*** Input

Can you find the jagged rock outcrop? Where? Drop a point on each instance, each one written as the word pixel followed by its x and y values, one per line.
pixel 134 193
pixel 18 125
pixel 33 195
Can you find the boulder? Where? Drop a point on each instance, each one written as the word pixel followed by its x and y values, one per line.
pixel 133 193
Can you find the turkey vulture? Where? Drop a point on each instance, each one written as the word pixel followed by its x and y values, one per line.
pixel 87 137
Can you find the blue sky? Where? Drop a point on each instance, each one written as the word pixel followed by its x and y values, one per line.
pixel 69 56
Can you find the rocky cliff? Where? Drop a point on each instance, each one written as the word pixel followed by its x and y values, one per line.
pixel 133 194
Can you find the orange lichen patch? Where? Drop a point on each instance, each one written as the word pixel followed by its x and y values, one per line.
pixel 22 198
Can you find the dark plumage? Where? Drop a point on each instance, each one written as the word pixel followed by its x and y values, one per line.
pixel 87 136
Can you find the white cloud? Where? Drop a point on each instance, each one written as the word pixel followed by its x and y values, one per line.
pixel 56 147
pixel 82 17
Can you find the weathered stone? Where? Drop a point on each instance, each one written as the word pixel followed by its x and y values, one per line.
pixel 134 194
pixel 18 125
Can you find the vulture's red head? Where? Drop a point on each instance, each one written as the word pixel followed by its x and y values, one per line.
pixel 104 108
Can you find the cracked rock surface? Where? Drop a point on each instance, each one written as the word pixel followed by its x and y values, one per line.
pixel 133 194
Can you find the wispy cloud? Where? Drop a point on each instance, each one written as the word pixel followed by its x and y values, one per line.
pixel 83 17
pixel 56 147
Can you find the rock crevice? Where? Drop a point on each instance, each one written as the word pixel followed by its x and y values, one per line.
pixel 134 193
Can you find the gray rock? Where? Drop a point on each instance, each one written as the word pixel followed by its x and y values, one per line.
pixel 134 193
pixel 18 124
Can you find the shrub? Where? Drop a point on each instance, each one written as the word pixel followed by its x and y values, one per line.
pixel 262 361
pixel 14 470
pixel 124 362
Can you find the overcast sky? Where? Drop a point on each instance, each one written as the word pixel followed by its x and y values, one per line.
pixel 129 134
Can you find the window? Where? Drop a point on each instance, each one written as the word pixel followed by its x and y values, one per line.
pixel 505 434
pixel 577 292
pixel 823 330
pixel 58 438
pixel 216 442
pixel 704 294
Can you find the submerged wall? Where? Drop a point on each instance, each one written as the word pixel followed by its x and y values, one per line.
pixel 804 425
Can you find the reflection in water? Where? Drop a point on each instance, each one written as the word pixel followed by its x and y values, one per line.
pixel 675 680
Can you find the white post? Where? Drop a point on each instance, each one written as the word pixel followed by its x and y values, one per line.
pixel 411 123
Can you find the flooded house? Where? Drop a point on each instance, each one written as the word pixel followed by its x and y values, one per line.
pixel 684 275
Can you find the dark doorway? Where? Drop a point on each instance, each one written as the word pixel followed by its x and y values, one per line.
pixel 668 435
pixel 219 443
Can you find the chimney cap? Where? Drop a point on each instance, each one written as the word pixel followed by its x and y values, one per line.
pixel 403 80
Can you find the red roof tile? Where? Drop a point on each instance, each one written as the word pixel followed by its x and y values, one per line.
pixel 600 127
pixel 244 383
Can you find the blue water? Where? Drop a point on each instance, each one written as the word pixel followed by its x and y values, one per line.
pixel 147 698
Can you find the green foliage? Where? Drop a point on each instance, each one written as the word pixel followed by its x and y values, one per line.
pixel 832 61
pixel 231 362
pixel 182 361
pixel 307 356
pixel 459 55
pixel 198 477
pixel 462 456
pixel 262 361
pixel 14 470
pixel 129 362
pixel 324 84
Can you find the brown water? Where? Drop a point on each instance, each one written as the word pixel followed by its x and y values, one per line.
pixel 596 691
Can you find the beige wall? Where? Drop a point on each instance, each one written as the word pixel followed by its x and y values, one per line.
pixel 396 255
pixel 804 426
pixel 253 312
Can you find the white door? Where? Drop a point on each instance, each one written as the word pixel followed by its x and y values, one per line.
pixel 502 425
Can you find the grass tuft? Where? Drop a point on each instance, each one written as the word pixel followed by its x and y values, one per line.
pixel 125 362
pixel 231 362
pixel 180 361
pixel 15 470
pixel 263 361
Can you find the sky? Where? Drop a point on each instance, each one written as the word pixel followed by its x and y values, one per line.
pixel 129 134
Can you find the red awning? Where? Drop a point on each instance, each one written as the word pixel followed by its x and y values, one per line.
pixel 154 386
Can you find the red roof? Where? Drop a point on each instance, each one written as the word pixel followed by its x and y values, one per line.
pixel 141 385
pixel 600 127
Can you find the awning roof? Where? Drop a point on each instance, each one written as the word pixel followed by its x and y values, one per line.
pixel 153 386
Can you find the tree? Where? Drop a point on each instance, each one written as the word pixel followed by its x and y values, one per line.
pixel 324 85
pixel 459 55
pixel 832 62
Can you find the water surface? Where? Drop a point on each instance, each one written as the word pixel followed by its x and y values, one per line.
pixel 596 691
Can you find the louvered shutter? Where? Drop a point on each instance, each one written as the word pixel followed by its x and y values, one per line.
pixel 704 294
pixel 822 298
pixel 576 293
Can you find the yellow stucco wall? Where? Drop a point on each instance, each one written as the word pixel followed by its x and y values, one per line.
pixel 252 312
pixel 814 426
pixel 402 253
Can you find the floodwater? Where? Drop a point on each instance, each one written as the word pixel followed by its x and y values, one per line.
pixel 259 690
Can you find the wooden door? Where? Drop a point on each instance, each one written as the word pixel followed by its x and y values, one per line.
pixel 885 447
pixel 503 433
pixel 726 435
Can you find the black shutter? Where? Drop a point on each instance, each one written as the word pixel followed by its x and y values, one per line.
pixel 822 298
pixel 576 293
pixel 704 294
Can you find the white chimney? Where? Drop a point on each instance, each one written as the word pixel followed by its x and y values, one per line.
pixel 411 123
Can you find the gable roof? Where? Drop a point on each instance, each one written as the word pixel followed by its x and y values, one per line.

******

*Problem statement*:
Convert every line of the entries above into a Markdown table with two columns, Row and Line. Put a running row number in Row and the line itself in Line, and leave out blank lines.

*Response*:
| Row | Line |
|---|---|
| 1 | Can you find the jagged rock outcrop? Where? Drop a point on each instance, each one written as the word pixel followed by its x and y values, one per line. |
| 2 | pixel 134 193 |
| 3 | pixel 18 125 |
| 4 | pixel 33 195 |
| 5 | Can you find the boulder? Where? Drop a point on each instance, each one written as the word pixel followed by its x and y values, one per line. |
| 6 | pixel 133 193 |
| 7 | Can you find the turkey vulture? Where? Drop a point on each instance, each one written as the word pixel followed by its x and y values, one per line. |
| 8 | pixel 87 137 |
| 9 | Can you find the blue sky? Where? Drop a point on each instance, each one written as the word pixel followed by its x and y values, one per line. |
| 10 | pixel 69 56 |
| 11 | Can you find the rocky cliff? Where? Drop a point on each instance, each one written as the word pixel followed by its x and y values, one per line. |
| 12 | pixel 133 194 |
| 13 | Can you find the orange lichen patch? Where? Drop a point on each instance, each one written as the word pixel followed by its x and y values, one per line. |
| 14 | pixel 22 198 |
| 15 | Can you find the dark plumage? Where? Drop a point on each instance, each one written as the word pixel followed by its x and y values, one per line. |
| 16 | pixel 87 136 |
| 17 | Can you find the white cloud? Where? Drop a point on each instance, each one written as the word pixel followed by its x and y values, one per line. |
| 18 | pixel 56 147 |
| 19 | pixel 82 17 |
| 20 | Can you find the weathered stone? Where? Drop a point on each instance, each one written as the word pixel followed by its x and y values, one per line. |
| 21 | pixel 134 194 |
| 22 | pixel 18 125 |
| 23 | Can you find the vulture's red head? Where? Drop a point on each instance, each one written as the word pixel followed by its x and y values, one per line. |
| 24 | pixel 104 108 |
| 25 | Can you find the cracked rock surface? Where? Drop a point on each instance, each one written as the word pixel followed by its x and y values, one per line. |
| 26 | pixel 133 194 |
| 27 | Can you find the wispy cloud? Where? Drop a point on each instance, each one written as the word pixel followed by its x and y values, one per line. |
| 28 | pixel 83 17 |
| 29 | pixel 56 147 |
| 30 | Can you find the rock crevice? Where? Drop a point on each instance, each one written as the word pixel followed by its x and y values, one per line. |
| 31 | pixel 134 193 |
| 32 | Can you find the gray rock? Where? Drop a point on each instance, each one written as the word pixel followed by its x and y values, one per line. |
| 33 | pixel 134 193 |
| 34 | pixel 18 124 |
| 35 | Can you find the shrub? Where? Drop a point on each instance, each one written as the word pixel followed by its x and y values, one per line. |
| 36 | pixel 262 361 |
| 37 | pixel 14 470 |
| 38 | pixel 124 362 |
| 39 | Can you find the overcast sky? Where? Drop a point on each instance, each one written as the word pixel followed by its x and y values, one per line. |
| 40 | pixel 129 134 |
| 41 | Can you find the window? Where? Drop a point on each instance, each one written as the word pixel followed by its x and y values, one per line. |
| 42 | pixel 505 434 |
| 43 | pixel 577 292 |
| 44 | pixel 823 330 |
| 45 | pixel 58 438 |
| 46 | pixel 216 442 |
| 47 | pixel 704 294 |
| 48 | Can you find the submerged wall? Where? Drop a point on each instance, each one written as the word pixel followed by its x and y values, one per line. |
| 49 | pixel 804 425 |
| 50 | Can you find the reflection in water? Where? Drop a point on each instance, each one written as the word pixel followed by its x and y values, one per line. |
| 51 | pixel 675 680 |
| 52 | Can you find the white post? Where? Drop a point on each instance, each one written as the word pixel followed by its x and y values, one per line. |
| 53 | pixel 411 123 |
| 54 | Can you find the flooded house? Where? Drop a point on each instance, each one written as the word pixel followed by its x and y values, one per line. |
| 55 | pixel 684 275 |
| 56 | Can you find the dark doorway? Where? Drop a point on each instance, each one written as the word pixel followed by its x and y values, one per line. |
| 57 | pixel 668 435 |
| 58 | pixel 219 443 |
| 59 | Can you find the chimney cap? Where? Drop a point on each instance, each one written as the word pixel followed by its x and y values, one per line. |
| 60 | pixel 403 80 |
| 61 | Can you find the red roof tile? Where? Drop a point on each instance, each one written as the word pixel followed by its x and y values, one per line. |
| 62 | pixel 600 127 |
| 63 | pixel 244 383 |
| 64 | Can you find the blue water? Where? Drop a point on each instance, each one written as the word pixel followed by its x and y values, one per line. |
| 65 | pixel 147 698 |
| 66 | Can you find the green foliage? Where? Drop a point on each instance, each one written as the word pixel followed by its x and y values, one per line. |
| 67 | pixel 832 61 |
| 68 | pixel 231 362 |
| 69 | pixel 182 361 |
| 70 | pixel 307 356 |
| 71 | pixel 459 55 |
| 72 | pixel 198 477 |
| 73 | pixel 462 456 |
| 74 | pixel 262 361 |
| 75 | pixel 14 470 |
| 76 | pixel 129 362 |
| 77 | pixel 324 84 |
| 78 | Can you find the brown water? Where? Drop a point on each instance, each one written as the word pixel followed by its x and y values, one per line. |
| 79 | pixel 596 691 |
| 80 | Can you find the beige wall? Where? Drop a point on each instance, each one written as the word pixel followed by its x and y values, one per line. |
| 81 | pixel 396 255 |
| 82 | pixel 804 426 |
| 83 | pixel 253 312 |
| 84 | Can you find the white door? Where? Drop a point on each instance, each one written as the word pixel followed by its x and y values, one per line. |
| 85 | pixel 502 425 |
| 86 | Can you find the grass tuft? Where? Drop a point on each instance, each one written as the word pixel followed by its x and y values, one per line. |
| 87 | pixel 125 362 |
| 88 | pixel 231 362 |
| 89 | pixel 180 361 |
| 90 | pixel 15 470 |
| 91 | pixel 263 361 |
| 92 | Can you find the sky? Where? Drop a point on each instance, each one written as the word pixel followed by its x and y values, one per line. |
| 93 | pixel 129 134 |
| 94 | Can you find the red awning? Where? Drop a point on each instance, each one written as the word pixel followed by its x and y values, one per line. |
| 95 | pixel 154 386 |
| 96 | Can you find the red roof? Where? Drop a point on each instance, each one written as the word pixel followed by its x and y values, one per line. |
| 97 | pixel 141 385 |
| 98 | pixel 600 127 |
| 99 | Can you find the awning roof? Where? Drop a point on each instance, each one written as the word pixel followed by its x and y values, one per line. |
| 100 | pixel 153 386 |
| 101 | Can you find the tree? Where? Drop a point on each instance, each one written as the word pixel followed by its x and y values, one per line. |
| 102 | pixel 324 85 |
| 103 | pixel 459 55 |
| 104 | pixel 832 62 |
| 105 | Can you find the water surface? Where? Drop a point on each instance, each one written as the word pixel followed by its x and y values, one per line. |
| 106 | pixel 596 691 |
| 107 | Can you find the louvered shutter? Where? Drop a point on each instance, each one written as the word pixel followed by its x and y values, one per line. |
| 108 | pixel 704 294 |
| 109 | pixel 822 298 |
| 110 | pixel 576 293 |
| 111 | Can you find the yellow stucco wall? Where? Drop a point on each instance, each one written as the word pixel followed by its x and y values, one per line. |
| 112 | pixel 252 312 |
| 113 | pixel 814 426 |
| 114 | pixel 402 253 |
| 115 | Can you find the floodwater? Where? Drop a point on each instance, each one written as the word pixel followed by its x and y values, one per line. |
| 116 | pixel 259 690 |
| 117 | Can you find the wooden door? Where? Drop a point on each instance, each one written as the word pixel followed by its x and y values, one per line. |
| 118 | pixel 885 447 |
| 119 | pixel 503 433 |
| 120 | pixel 726 435 |
| 121 | Can you find the black shutter? Where? Drop a point on each instance, each one written as the word pixel followed by its x and y values, one per line. |
| 122 | pixel 822 298 |
| 123 | pixel 576 293 |
| 124 | pixel 704 294 |
| 125 | Can you find the white chimney? Where? Drop a point on each instance, each one written as the word pixel followed by its x and y values, one per line. |
| 126 | pixel 411 123 |
| 127 | Can you find the gable roof? Where? Drop a point on each instance, each one written as the word pixel followed by its x and y values, one per line. |